**出典抜粋:**
┌──

38.連合国の日本占領
昭和16年12月8日、大国米国を相手に戦争に突入した日本は、国民生活を犠牲にした戦時体制を敷いて戦争を乗り切ろうとしていた。
しかし、昭和20年8月14日、連合国のポツダム宣言を受諾し戦争は終結した。
日本は米国を主体とする連合国軍の占領下に置かれ、大戦の清算をすることになった。
以下、昭和20年に起こった主な出来事を列挙する。
38.1.昭和20年(8月以降)の出来事
8月15日鈴木貫太郎内閣は総辞職し、8月17日東久邇宮稔彦内閣が誕生する。
8月15日、大本営は積極侵攻作戦の中止命令を出し、8月16日に一部の例外を除き、陸軍、海軍とも戦闘停止命令を出した。
8月22日終戦処理会議が設置され、終戦処理に向かって動き出す。
8月23日帝国陸軍部隊復員要領細則が公布され、兵士の復員作業が開始する。
8月25日陸海軍軍人に対し復員に関する勅論が下賜される。

└──

**集めたデータ:**
┌──

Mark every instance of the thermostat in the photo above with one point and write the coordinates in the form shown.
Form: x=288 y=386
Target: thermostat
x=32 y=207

└──

**やること:**
1) 日本占領についての文章のうち、「8月15日、大本営は」で始まる段落を、主な事実を残したまま箇条書きに直せ。
2) 日本占領についての文章を、最後の一文の後から書き継げ。

**各問の答え:**
1)
- 8月15日：大本営が積極侵攻作戦の中止命令を出した
- 8月16日：一部の例外を除き、陸軍・海軍ともに戦闘停止命令を出した

2)
8月29日、マッカーサーと幕僚たちはマニラから沖縄の読谷飛行場に到着。
8月30日、読谷飛行場から厚木飛行場に向かって飛び発ち、午後2時5分、厚木飛行場に到着する。
マッカーサー一行は、日本側が用意した自動車に乗り、横浜のホテル・ニューグランドに向かった。
9月2日、東京湾上の戦艦ミズーリで降伏文書に調印する。
以降各戦場で降伏調印が行われる。最後の調印は10月25日「台湾」第10方面軍司令官の安藤利吉大将が、台北にて台湾省行政長官兼警備司令に降伏文書に調印。
9月27日、昭和天皇、駐日アメリカ大使公邸でマッカーサーと会談。
その後合計11回にわたって会談を繰り返した。
9月29日、略装でリラックスしているマッカーサーと、礼服に身を包み緊張して直立不動の昭和天皇が写された写真が新聞記事に掲載された。これは当時の国民にショックを与えた。
10月4日、連合軍総司令官マッカーサーは「人権指令」を出した。
これはGHQの最初の民主化指令であった。
しかし東久邇宮内閣は、この指令だけは実行できないとして翌10月5日総辞職した。
10月09日幣原喜重郎内閣成立した。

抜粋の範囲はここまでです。